### Instructions to follow
Pull out every line below that contains the string "human", copying each one unchanged.

### Source data

------------------------------------------------------------------------

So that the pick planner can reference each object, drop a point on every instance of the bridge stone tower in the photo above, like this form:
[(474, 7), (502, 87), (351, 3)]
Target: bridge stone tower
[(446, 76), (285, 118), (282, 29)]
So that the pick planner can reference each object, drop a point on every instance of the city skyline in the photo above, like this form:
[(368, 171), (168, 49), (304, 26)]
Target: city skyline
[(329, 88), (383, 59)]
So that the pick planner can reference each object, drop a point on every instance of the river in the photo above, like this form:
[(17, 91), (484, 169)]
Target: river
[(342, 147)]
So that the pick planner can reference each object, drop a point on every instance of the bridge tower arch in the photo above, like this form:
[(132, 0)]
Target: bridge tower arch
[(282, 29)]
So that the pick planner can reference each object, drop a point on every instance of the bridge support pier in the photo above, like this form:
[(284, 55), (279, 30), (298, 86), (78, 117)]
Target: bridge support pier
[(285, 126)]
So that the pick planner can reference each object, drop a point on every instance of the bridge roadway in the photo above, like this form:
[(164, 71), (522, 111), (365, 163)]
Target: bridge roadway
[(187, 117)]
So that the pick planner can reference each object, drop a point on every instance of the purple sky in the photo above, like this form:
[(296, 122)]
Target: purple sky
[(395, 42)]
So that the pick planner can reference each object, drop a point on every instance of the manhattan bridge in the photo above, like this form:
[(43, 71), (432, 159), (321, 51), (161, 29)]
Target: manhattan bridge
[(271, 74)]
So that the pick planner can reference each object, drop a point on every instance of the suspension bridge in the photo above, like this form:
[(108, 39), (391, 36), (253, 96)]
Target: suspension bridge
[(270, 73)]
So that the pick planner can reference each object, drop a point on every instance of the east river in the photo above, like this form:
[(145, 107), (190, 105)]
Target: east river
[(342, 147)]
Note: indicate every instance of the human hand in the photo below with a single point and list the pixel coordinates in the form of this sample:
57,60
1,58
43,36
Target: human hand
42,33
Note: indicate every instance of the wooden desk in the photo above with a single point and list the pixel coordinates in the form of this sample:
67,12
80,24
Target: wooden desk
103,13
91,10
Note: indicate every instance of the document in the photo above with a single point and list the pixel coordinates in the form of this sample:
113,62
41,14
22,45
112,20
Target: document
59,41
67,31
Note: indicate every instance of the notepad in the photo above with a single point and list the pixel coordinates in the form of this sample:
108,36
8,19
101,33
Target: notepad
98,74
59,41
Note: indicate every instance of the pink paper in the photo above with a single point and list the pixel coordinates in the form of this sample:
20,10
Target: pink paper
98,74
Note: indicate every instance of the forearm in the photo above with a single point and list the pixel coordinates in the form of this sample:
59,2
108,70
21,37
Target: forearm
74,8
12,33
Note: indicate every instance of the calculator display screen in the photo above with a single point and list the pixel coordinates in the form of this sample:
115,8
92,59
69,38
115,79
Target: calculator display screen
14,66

------------------------------------------------------------------------

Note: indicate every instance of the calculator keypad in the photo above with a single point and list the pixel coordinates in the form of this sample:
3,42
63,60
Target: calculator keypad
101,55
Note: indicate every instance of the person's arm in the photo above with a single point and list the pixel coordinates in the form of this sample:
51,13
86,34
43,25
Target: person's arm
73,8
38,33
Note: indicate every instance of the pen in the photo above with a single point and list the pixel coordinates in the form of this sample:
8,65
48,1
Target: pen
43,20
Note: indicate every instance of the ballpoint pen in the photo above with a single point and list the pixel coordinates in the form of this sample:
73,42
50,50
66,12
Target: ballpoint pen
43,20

------------------------------------------------------------------------

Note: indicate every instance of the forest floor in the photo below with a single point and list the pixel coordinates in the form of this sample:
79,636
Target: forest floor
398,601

------------------------------------------------------------------------

### Finished task
Note: indicate every instance of the human hand in the photo below with a single point and list the pixel coordinates in the form of this sample:
Target: human hand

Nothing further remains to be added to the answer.